**** RECORDS PROVIDED

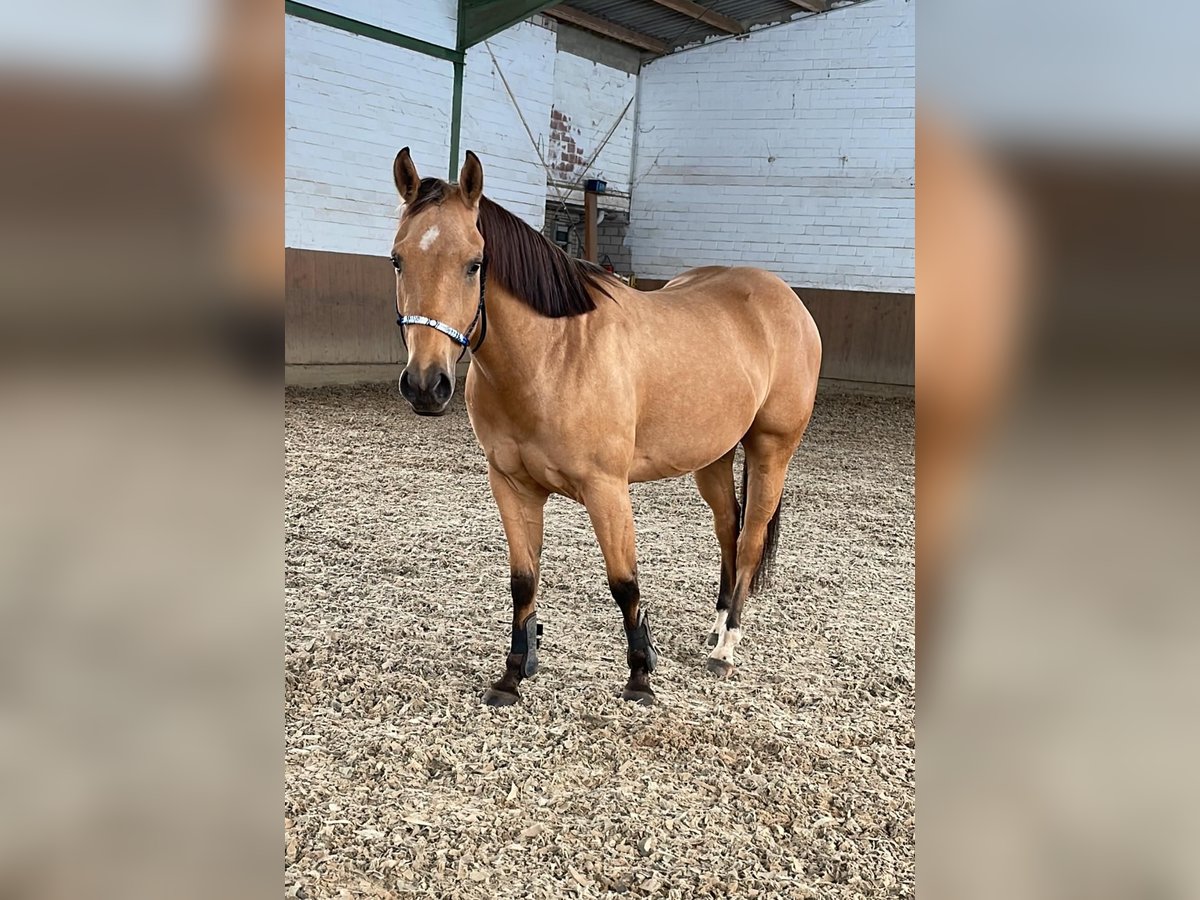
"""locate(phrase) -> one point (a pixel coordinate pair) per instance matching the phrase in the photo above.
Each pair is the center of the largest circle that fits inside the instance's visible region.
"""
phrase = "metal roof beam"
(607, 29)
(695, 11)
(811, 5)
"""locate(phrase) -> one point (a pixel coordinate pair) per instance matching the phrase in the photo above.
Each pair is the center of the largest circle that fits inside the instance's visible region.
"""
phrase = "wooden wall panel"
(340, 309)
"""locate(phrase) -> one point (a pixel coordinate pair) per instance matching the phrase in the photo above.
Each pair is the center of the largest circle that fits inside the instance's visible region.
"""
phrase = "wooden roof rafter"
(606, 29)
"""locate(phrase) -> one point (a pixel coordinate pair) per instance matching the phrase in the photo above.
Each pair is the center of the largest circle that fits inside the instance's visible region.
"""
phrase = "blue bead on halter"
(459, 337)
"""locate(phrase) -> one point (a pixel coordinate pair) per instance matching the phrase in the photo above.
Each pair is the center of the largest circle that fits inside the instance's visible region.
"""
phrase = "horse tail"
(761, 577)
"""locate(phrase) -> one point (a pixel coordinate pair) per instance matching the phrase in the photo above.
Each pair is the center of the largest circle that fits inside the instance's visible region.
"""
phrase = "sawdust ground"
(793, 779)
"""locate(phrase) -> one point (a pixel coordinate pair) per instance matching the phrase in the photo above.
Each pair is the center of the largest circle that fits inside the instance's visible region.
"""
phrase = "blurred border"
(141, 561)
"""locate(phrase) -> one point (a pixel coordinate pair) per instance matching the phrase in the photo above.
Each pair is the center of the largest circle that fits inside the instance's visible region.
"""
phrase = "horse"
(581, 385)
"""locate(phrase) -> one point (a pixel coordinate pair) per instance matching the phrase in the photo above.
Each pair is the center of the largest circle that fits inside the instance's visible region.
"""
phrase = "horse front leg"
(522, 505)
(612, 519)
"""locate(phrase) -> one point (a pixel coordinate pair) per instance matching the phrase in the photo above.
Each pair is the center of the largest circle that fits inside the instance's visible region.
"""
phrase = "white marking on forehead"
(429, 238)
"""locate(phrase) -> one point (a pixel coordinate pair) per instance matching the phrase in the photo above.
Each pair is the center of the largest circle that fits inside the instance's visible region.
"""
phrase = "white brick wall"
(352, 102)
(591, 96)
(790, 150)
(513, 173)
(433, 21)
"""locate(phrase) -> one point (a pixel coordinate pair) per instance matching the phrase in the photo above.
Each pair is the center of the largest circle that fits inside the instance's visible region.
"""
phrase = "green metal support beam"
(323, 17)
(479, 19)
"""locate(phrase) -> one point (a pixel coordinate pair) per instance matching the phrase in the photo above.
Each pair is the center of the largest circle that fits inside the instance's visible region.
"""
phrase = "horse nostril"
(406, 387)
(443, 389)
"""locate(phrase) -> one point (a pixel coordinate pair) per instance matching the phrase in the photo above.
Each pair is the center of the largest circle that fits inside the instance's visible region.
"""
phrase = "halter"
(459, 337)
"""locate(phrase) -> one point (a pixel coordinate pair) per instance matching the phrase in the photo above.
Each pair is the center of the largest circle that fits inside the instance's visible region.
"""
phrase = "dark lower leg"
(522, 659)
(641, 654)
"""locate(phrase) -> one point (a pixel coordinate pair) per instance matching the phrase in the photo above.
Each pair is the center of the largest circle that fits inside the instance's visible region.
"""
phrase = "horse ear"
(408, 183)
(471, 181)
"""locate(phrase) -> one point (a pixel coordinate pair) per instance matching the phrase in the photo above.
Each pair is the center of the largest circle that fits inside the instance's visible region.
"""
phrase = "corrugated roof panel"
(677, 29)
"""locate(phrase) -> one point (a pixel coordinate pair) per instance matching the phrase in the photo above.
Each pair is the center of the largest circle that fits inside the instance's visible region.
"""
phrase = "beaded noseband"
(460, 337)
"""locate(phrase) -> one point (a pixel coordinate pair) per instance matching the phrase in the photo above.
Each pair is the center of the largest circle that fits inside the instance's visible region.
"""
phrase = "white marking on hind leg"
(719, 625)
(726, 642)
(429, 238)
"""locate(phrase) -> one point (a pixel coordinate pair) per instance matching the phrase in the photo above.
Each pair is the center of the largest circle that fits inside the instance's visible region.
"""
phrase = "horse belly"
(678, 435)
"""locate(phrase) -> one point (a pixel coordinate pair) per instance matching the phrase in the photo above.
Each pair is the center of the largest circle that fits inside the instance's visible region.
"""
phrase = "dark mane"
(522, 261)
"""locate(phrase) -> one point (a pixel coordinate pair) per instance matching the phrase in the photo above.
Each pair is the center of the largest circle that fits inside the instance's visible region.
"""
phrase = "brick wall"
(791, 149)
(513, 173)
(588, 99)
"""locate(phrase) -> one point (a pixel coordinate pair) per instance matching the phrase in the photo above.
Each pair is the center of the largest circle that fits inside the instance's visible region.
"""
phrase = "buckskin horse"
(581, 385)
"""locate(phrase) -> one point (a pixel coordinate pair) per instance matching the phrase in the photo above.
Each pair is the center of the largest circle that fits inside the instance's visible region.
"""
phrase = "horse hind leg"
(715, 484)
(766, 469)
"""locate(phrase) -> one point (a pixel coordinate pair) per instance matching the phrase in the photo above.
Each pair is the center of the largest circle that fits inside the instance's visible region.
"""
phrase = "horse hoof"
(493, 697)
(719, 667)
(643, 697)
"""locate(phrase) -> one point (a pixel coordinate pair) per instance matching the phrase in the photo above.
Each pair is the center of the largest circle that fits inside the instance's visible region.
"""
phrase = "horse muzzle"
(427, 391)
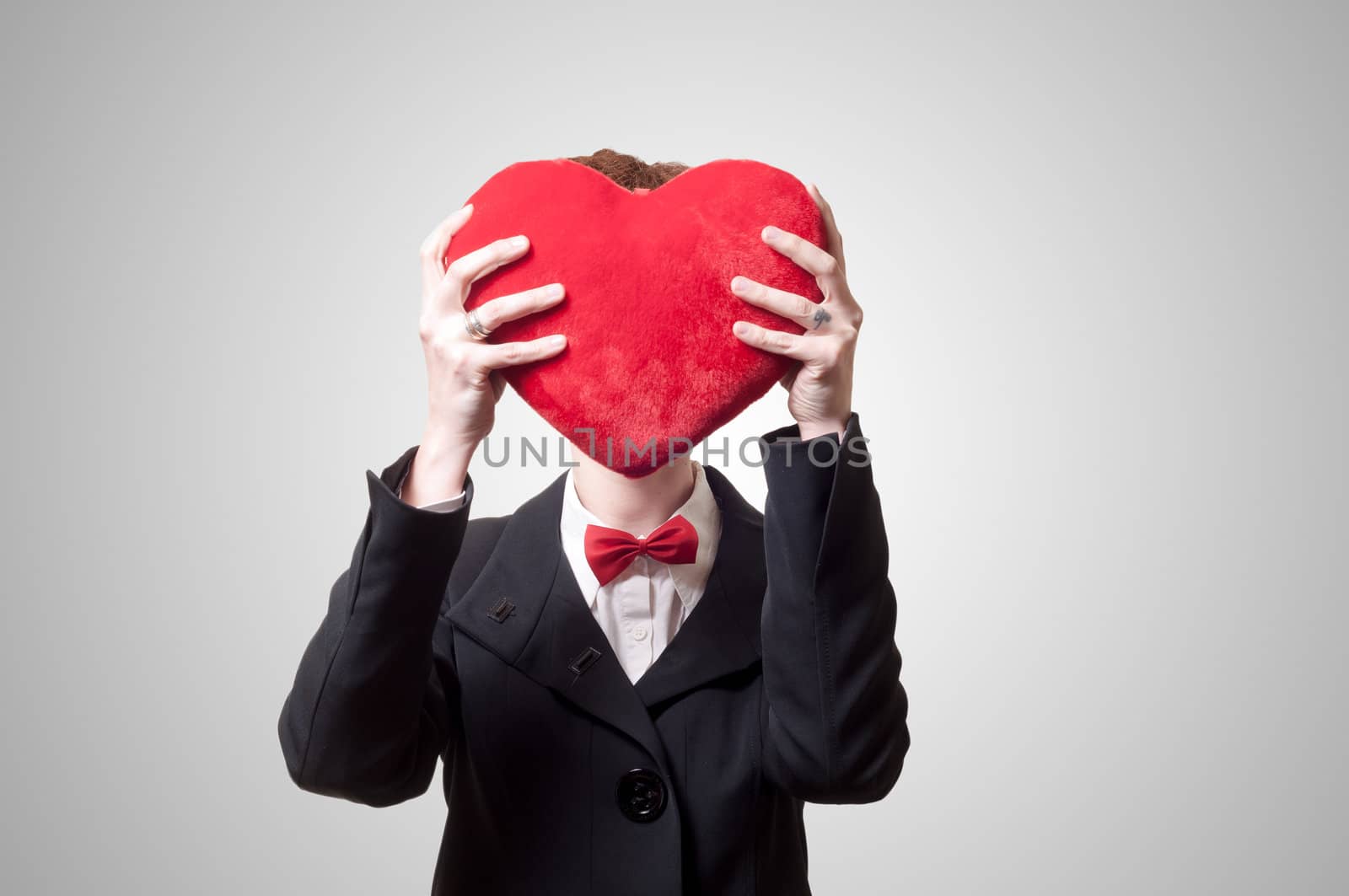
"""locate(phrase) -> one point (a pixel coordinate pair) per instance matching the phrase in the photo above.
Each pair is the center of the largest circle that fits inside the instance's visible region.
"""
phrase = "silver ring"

********

## EXERCISE DESCRIPTION
Exact copy, no pictures: set down all the entries again as they stand.

## COMPLETED TASK
"""locate(phrase) -> one point (a pixel coordinate pair) per instance matching the phrase in the photo above.
Each pair is the center of the largest circle that fits inside the instance's visible region.
"""
phrase = "metal roof beam"
(607, 29)
(695, 11)
(811, 5)
"""locate(phrase) -> one point (a pixel coordinate pair) per instance matching the phrase in the photo above.
Each pair is the center of the largest circle that fits inside the instance's visible region.
"""
phrase = "wooden wall panel"
(340, 309)
"""locate(phrase) -> one point (a pixel coordinate pair) per instance matching the phrase in the photo above.
Each pair is the center of the largest circle that fits inside the instance's visible region.
"""
phrase = "wooden roof rafter"
(606, 29)
"""locate(phrase) -> one point (a pixel coordinate pair) per instance matching the phrase in the photo above.
Each pair is the center of the largest circle that fits inside the instance's visible region.
"""
phrase = "blue bead on halter"
(459, 337)
"""locate(phrase) -> one point (a pixel coordinate pair) per instance matching the phrase in the photo above.
Each pair is the center of the largest circle that fits inside the instance's visible region.
"""
phrase = "horse tail"
(761, 577)
"""locate(phrase) -> one point (a pixel coordinate pair) per instance matching the phrase in the photo above.
Each pair is the center of the largest circle that fits inside the instance's visible region.
"""
phrase = "sawdust ground"
(793, 779)
"""locate(phrase) -> one point (a pixel coordinate pair) per instance matching the phrase in the photo above.
Each pair is the center of the largest circle that fits inside the instance's visible region.
"""
phrase = "blurred border"
(141, 561)
"""locate(phrase) -> one point (a pixel coordinate pair) per instance matching the phrase in the photo above.
Each pair is the center of the largest circle that fits inside the instance's visible region.
"""
phrase = "horse"
(581, 385)
"""locate(phrase) -> one point (a pixel coordinate pair) per instance matching the phrase in the photo above.
Each pair is the center of the largest circle that fits inside the instance's visible region.
"""
phrase = "horse front leg"
(522, 505)
(612, 519)
"""locate(phrase) -> one point (a pixel coordinate pair) per instance matching the phrase in the photo above.
Each pair is the center of the largest circle that fits inside the instance's visible region.
"""
phrase = "white marking on forehead"
(429, 238)
"""locate(phrase) -> one point (a pixel coordinate pair) per instance matching the phrase in the photo above.
Each pair is the center of the largest circle that fits inside the instance's visible region.
"""
phrase = "white brick wall"
(352, 102)
(591, 96)
(790, 150)
(513, 173)
(433, 21)
"""locate(phrase) -> one point (a pixel coordinate pair) per instance matching the phrase in the photo above.
Each pair is the center of the largest circle that fits inside the instance's visible region.
"""
phrase = "green metal support beam"
(323, 17)
(479, 19)
"""locate(phrase) -> one point (a pixel coordinate pair) per instance matching the phrase in the photo above.
Each pair is the center of the largest circle that fits inside the instance's visible region.
"""
phrase = "horse nostril"
(406, 387)
(443, 389)
"""locate(phrase) -> one point (a pixel coordinate pair) per instance matching the phrase in the photo above.
Each pair is the center of the largest circle that fits inside the instance's visible region.
"""
phrase = "halter"
(459, 337)
"""locate(phrase) -> one point (a pixel coordinate pair) per instance matching the phrase in the photo above.
Each pair is the center of the largest circle that fits inside the instance's visible region.
"""
phrase = "dark lower leg"
(522, 659)
(641, 654)
"""locate(phrase) -> one point (a pixel coordinate pair) per instance matching the phrase in the photo above.
Each pair is the center of the largest circle that fits inside the instance's visible region.
"""
phrase = "horse ear"
(408, 183)
(471, 181)
"""locate(phrase) -> one point (a pixel coordinate pair) per instance matching the phrase in the photo above.
Each pair is the center of the largest circle that fits inside the instance's visible region.
"""
phrase = "corrugated roof panel"
(677, 29)
"""locate(phrase) -> one point (a pixel coordinate pair) per instance matching the phrase in the photo above.
Each pair is the center of the largest circle that fits inside the instance's visible region.
"""
phrase = "beaded noseband"
(460, 337)
"""locate(phrase) -> one point (a pixel coordinate pair) per instance matching the phrase in the photo above.
Each pair is the center of the largest circle that fits inside the instance's visible region.
"""
phrase = "white marking on hind leg"
(719, 625)
(726, 642)
(429, 238)
"""locate(phrase) -> one point (a pixel coordinate pair) per instance matching the phrase in the photo above.
Each pair is the center of the largest circle that fits inside the instance's visible region.
"""
phrase = "horse belly"
(678, 435)
"""locate(phrase) -> one point (a pixel coordinate pair) per instance matching the phrase in the photo above.
Each pair is the center of the largest circle that fits inside the instance's visible region.
"""
phrase = "dark mane"
(522, 261)
"""locate(phrase) -> one point (a pixel coordinate pair) per instance matching the phrase in the photo above.
Each pair is the center of the largest circle that fits inside the instance's visible region.
"""
phrase = "brick wall"
(791, 149)
(513, 173)
(588, 99)
"""locate(phrase) -> one point (a pixel coordinate pair) per instance matching the phrase in the photo above.
Each pair is the center of the largest circle that fits inside the instance's visible region.
"""
phrase = "buckskin horse"
(581, 385)
"""locate(phrase) -> one point (a pixel coordinate pair) per instance matching the phrase in the photo above.
Each pair is the center of the largest circle that fits inside the instance's visible region.
"""
phrase = "horse hind leg"
(715, 484)
(766, 469)
"""locate(phrase) -> one point (a pixel coordinate pair) per instance matching the phrase in the photo above.
Each pair is the center of the largest circle that fits inside the instance's visible region.
"""
phrase = "horse hoof"
(493, 697)
(719, 667)
(643, 697)
"""locate(phrase) -> one point (a pixel coordinate pair) per instance matching the phrase in the photo above.
Each pair is the center of the largest circle that fits inside the instance's visible region.
"""
phrase = "horse muzzle"
(427, 391)
"""locate(phrase) -> one point (a pixel coordinate pair) per instance matching the phrase in the photo above.
Each pair is the center of the largest circle that fits inside the instance's visible region.
"""
phrase = "silver ring"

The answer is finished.